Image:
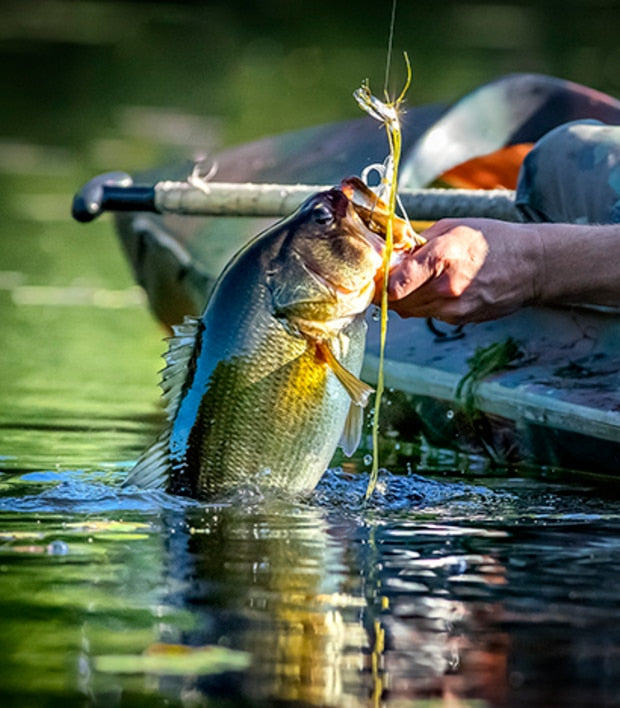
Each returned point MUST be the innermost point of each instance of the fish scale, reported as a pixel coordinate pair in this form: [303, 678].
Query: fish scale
==
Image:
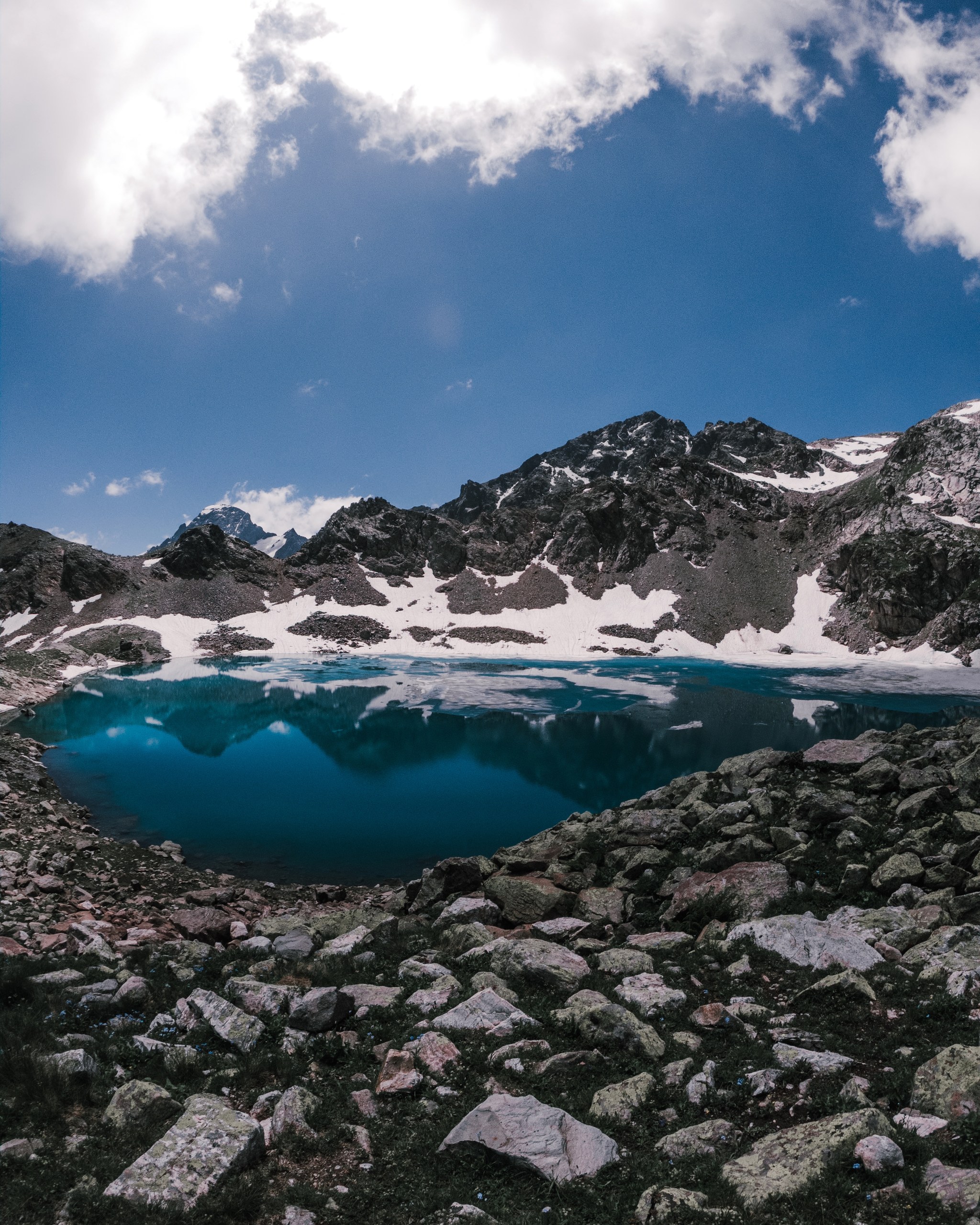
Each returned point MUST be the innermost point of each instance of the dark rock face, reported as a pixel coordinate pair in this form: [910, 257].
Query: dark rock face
==
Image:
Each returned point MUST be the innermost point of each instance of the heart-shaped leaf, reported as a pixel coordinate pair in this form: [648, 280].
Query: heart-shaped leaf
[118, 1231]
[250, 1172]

* **GOAL OF THE EXERCISE**
Please report how many lines of the material above contain the string "innermost", with case counting, and give only the number.

* **REPLY TO THE EXERCISE**
3